PROBLEM DESCRIPTION: Could the lines from the one with "Each instance of the dormer" through the end of the listing be restated exactly, with nothing else included?

RECORDED DATA:

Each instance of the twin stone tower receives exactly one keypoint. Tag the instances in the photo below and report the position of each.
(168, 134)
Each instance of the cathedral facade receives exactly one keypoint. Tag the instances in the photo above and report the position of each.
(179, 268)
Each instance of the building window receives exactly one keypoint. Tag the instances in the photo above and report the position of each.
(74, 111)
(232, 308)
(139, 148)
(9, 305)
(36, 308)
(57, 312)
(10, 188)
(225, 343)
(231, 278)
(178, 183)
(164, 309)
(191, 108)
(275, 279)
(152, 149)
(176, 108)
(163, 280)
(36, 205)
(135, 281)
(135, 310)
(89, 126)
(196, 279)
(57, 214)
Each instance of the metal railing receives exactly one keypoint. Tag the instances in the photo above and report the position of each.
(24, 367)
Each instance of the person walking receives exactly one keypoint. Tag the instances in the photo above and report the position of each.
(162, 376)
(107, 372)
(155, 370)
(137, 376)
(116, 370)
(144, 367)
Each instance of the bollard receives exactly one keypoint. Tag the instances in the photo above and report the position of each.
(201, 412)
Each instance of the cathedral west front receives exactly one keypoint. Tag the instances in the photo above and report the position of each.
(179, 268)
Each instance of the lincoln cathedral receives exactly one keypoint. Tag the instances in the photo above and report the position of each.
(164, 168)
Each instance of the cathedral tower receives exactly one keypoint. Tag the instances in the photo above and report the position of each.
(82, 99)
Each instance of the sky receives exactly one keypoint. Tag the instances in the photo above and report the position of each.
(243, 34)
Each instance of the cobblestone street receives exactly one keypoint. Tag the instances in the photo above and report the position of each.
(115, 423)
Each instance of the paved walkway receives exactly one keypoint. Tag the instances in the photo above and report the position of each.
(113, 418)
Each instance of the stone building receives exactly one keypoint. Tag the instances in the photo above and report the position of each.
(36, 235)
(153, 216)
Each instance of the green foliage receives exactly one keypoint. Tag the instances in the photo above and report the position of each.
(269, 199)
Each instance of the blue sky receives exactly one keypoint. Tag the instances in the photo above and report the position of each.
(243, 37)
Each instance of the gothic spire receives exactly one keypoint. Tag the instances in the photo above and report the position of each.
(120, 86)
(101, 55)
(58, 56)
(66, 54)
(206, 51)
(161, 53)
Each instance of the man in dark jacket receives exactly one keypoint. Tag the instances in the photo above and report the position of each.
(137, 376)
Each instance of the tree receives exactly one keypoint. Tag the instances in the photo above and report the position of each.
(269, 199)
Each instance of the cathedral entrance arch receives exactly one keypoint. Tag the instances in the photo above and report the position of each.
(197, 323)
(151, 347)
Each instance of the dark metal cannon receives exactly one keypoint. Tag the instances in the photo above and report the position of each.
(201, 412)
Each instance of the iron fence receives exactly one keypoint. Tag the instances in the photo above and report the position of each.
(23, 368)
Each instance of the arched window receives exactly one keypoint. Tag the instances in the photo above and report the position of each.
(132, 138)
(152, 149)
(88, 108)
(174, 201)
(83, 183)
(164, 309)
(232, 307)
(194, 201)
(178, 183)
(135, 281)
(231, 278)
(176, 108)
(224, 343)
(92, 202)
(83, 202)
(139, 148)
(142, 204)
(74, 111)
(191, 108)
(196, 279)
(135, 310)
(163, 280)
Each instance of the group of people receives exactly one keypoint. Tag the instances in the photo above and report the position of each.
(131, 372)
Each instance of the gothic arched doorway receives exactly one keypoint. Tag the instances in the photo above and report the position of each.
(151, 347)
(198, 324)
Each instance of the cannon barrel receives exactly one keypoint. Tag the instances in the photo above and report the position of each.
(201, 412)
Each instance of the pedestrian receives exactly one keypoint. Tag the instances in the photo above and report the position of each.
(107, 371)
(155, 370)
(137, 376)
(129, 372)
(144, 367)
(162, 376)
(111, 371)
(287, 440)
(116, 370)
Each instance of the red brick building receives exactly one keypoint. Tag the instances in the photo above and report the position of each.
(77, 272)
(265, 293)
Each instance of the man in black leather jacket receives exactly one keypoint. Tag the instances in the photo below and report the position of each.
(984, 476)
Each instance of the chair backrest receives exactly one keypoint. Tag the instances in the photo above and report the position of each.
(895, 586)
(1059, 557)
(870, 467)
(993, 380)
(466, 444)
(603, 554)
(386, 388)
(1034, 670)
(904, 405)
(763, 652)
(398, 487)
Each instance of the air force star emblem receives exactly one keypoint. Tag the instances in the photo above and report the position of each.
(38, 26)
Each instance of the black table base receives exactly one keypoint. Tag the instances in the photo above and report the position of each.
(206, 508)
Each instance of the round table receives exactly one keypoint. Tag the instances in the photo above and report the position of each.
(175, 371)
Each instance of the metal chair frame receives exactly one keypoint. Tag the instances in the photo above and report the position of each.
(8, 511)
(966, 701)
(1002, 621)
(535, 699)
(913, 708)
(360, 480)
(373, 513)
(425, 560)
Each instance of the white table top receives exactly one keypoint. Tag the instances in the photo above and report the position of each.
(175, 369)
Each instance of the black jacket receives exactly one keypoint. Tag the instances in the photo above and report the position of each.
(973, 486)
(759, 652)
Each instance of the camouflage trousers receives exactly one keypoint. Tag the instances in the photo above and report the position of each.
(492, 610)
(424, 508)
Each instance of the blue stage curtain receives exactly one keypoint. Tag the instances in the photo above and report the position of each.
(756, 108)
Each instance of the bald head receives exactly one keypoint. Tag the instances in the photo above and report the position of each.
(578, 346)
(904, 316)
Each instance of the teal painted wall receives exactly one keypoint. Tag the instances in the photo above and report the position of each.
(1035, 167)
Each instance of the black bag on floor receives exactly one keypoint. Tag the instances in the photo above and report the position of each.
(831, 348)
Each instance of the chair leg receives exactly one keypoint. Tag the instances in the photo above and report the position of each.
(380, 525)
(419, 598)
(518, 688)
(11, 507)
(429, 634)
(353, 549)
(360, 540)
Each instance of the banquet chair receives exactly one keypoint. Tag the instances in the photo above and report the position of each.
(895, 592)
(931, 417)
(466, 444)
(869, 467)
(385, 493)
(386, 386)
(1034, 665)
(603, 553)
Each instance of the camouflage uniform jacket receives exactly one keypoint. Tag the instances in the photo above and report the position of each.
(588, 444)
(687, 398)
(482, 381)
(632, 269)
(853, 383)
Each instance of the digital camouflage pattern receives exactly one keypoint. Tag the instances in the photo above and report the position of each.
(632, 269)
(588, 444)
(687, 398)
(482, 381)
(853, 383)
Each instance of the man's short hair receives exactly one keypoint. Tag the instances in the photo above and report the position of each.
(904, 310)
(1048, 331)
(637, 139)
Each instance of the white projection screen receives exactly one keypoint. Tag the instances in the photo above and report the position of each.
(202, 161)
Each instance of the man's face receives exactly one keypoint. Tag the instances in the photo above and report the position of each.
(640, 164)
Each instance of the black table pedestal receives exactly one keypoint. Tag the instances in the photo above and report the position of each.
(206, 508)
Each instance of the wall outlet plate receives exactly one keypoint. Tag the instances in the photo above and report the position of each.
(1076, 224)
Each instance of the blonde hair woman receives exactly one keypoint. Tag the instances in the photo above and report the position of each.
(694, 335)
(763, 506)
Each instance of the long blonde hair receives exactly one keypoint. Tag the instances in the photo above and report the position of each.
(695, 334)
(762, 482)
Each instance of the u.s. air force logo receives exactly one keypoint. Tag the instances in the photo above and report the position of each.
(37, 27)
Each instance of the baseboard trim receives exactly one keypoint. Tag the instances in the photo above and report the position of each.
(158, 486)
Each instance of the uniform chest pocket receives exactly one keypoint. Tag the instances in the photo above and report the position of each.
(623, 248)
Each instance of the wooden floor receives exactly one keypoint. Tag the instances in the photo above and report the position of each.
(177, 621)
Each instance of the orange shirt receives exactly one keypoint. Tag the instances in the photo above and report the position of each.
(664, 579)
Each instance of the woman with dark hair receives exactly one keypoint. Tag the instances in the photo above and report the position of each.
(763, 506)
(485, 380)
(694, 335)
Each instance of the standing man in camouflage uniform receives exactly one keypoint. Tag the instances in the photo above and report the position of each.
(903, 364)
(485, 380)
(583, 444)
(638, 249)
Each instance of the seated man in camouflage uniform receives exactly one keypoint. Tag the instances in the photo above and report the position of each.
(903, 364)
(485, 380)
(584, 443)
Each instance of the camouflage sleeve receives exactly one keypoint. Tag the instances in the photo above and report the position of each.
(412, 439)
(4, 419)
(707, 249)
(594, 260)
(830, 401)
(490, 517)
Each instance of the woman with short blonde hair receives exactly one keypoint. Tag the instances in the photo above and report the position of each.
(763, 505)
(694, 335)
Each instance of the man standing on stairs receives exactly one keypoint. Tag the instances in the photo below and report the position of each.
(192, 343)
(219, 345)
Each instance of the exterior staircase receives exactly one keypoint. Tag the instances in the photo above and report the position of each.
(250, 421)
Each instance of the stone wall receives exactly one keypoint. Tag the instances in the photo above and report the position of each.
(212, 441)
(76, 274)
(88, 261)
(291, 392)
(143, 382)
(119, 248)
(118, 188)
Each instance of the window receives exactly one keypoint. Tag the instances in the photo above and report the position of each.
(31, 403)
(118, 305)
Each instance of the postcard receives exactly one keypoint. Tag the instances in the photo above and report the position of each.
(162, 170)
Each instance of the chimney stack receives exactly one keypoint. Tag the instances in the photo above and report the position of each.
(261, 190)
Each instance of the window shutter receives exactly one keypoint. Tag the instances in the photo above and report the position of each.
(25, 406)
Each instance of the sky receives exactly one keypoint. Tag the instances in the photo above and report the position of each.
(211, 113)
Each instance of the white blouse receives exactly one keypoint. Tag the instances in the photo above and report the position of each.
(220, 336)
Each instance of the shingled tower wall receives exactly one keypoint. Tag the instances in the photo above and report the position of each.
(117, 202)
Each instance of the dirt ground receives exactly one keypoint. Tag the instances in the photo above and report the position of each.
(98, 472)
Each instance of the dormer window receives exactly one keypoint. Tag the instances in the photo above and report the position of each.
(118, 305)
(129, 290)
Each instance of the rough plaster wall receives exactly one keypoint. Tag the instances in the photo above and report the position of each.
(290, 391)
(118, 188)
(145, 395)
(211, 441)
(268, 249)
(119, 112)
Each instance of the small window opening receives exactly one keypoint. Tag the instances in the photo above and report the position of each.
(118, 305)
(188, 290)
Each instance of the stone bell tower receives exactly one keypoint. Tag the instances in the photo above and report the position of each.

FINAL ANSWER:
Each instance of the dormer window receives exactly one keypoint. Tag the instances in the photo above and report the position of each.
(118, 305)
(129, 290)
Each instance of the rough plaster wall receives exactly one keypoint. Tag the instances in the photo above and report the position of each.
(290, 391)
(118, 188)
(145, 395)
(211, 441)
(268, 249)
(119, 112)
Each instance of the small window opening receives exactly one keypoint. Tag the instances in the photo above and report the position of each.
(118, 305)
(188, 290)
Each instance of the stone bell tower receives exactly one keypoint. Tag the instances in the photo above and report the position of each.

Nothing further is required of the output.